**TASK TO COMPLETE**
Reproduce the data below verbatim from the line containing "Where can you spot the multi-story" through its final line, and produce nothing more.

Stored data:
•••
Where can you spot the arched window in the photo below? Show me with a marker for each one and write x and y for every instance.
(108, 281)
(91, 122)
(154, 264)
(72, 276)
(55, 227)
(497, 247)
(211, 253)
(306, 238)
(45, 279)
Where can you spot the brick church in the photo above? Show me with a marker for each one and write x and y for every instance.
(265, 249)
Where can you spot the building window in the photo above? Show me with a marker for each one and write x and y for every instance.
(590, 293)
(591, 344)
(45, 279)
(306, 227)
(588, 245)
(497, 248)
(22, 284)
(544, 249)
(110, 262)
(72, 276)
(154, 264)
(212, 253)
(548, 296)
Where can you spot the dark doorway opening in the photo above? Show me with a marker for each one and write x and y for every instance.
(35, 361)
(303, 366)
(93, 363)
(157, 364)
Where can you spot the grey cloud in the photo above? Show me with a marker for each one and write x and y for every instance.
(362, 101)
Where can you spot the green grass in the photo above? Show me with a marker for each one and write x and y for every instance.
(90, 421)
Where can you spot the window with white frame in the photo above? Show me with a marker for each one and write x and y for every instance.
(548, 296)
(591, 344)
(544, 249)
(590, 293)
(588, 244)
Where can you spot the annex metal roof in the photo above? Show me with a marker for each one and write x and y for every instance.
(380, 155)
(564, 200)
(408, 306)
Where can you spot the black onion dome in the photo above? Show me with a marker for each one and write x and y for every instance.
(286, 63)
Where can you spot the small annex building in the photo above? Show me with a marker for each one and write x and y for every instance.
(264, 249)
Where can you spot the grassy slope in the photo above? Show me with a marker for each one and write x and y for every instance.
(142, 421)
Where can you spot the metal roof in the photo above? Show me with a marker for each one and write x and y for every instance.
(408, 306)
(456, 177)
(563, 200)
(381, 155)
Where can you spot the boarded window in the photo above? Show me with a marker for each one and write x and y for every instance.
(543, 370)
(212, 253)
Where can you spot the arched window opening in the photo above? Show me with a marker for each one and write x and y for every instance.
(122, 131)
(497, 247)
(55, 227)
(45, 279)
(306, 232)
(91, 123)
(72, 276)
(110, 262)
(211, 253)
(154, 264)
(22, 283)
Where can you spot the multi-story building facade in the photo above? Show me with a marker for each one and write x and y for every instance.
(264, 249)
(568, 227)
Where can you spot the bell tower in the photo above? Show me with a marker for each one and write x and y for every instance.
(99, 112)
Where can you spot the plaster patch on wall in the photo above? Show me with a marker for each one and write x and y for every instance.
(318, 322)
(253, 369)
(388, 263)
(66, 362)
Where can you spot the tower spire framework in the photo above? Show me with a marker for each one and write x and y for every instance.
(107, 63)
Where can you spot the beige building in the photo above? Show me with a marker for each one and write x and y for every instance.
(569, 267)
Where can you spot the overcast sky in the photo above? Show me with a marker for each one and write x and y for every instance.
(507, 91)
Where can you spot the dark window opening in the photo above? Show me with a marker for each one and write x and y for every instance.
•••
**TASK SOLUTION**
Where can you spot the multi-story building facade in the photo above? Show me with a marker for each one and write x and y for every instance.
(264, 249)
(568, 227)
Where can you spot the bell tower in the photo above? Show me with a marker for each one and write x and y for every instance.
(99, 112)
Where can you spot the plaster patch on wall in the photo above? Show me with a marker for each one and write x and y for every instance.
(318, 322)
(253, 369)
(388, 263)
(66, 362)
Where can you spot the tower spire framework in the photo above? Show me with a marker for each one and write x and y for every instance.
(107, 63)
Where can you spot the beige building in the photo above? Show me with a marker for each one and write x and y for every instance.
(569, 267)
Where can you spot the overcast sky in the photo above? Show me with a marker for each one and write x and y for every instance.
(507, 91)
Where can you spot the dark window opening in the photo above? Show me with a marker for each one and write x and y for every instance.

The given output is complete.